— Start Text passage —

What did the Feb Circular state?

Historically, SEBI had made several efforts to monitor scheme of arrangements undertaken by listed entities. The key efforts in this direction were (a) the introduction of Clause 24(f) in the listing agreement which requires a listed entity to file the scheme of arrangement with the stock exchange at least one month before it is filed before the court for sanction; (b) the introduction of Clause 24(g) in the listing agreement which states that any scheme of arrangement presented before the court should not violate any securities law or stock exchange requirements; (c) the introduction of Clause 24(i) in the listing agreement which requires listed entities to file, along with the scheme of arrangement under Clause 24(f), an auditors certificate stating that the entity has complied with the accounting standard prescribed by the central government and (d) September 3, 2009 circular1 which inter alia specified the requirements for considering application under clause 19(7) of the Securities Contracts (Regulation) Rules, 1957 ("SCRR") seeking relaxation from the strict enforcement of the listing requirements specified under rule 19(2) of the SCRR.

— End Text passage —
— Start Recorded information —

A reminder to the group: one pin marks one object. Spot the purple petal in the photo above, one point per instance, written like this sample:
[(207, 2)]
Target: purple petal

— End Recorded information —

▶ _Complete the following_:
1. Summarize the passage on SEBI's monitoring of schemes of arrangement in two sentences.
2. Answer these questions from the passage on SEBI's monitoring of schemes of arrangement.
(a) Under Clause 24(f), how long before filing with the court must a listed entity file its scheme of arrangement with the stock exchange?
(b) What document must accompany the scheme of arrangement under Clause 24(i)?
(c) On what date was the SEBI circular mentioned in the passage issued?
3. Rewrite the paragraph of the passage on SEBI's monitoring of schemes of arrangement that begins "Historically, SEBI had made several efforts" as a list, keeping its main facts.
The data after the text are not needed for this work.

▶ _Solutions for each task_:
1. SEBI had made several efforts over time to monitor schemes of arrangement undertaken by listed entities. These included adding Clauses 24(f), 24(g) and 24(i) to the listing agreement and issuing a September 3, 2009 circular that specified requirements for considering applications under clause 19(7) of the SCRR for relaxation of the listing requirements under rule 19(2).

2.
(a) At least one month.
(b) An auditors certificate stating that the entity has complied with the accounting standard prescribed by the central government.
(c) September 3, 2009.

3.
SEBI's key efforts to monitor schemes of arrangement by listed entities:
- Clause 24(f) of the listing agreement: the scheme must be filed with the stock exchange at least one month before it is filed with the court for sanction.
- Clause 24(g): a scheme presented before the court must not violate any securities law or stock exchange requirements.
- Clause 24(i): an auditors certificate of compliance with the accounting standard prescribed by the central government must be filed along with the scheme under Clause 24(f).
- September 3, 2009 circular: specified the requirements for considering applications under clause 19(7) of the Securities Contracts (Regulation) Rules, 1957 (SCRR) for relaxation of the listing requirements under rule 19(2).